Count the lines in the rows below that contain the word "scan", and reply with that number alone.
** Begin DATA SECTION **
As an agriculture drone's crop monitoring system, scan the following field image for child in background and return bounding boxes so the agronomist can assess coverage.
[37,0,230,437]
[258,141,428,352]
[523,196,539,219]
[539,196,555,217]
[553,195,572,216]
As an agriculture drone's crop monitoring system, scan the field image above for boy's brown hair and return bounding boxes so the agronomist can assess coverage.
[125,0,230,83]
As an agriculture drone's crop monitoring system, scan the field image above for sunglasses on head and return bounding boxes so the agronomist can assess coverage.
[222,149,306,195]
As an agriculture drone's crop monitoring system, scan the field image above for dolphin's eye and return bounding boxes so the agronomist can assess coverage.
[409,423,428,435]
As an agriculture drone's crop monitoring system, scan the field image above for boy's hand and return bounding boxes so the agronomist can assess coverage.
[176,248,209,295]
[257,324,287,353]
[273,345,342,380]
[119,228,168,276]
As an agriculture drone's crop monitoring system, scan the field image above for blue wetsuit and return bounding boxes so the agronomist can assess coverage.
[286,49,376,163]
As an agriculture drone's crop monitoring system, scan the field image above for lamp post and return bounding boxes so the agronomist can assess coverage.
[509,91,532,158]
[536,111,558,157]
** End DATA SECTION **
EXERCISE RESPONSE:
7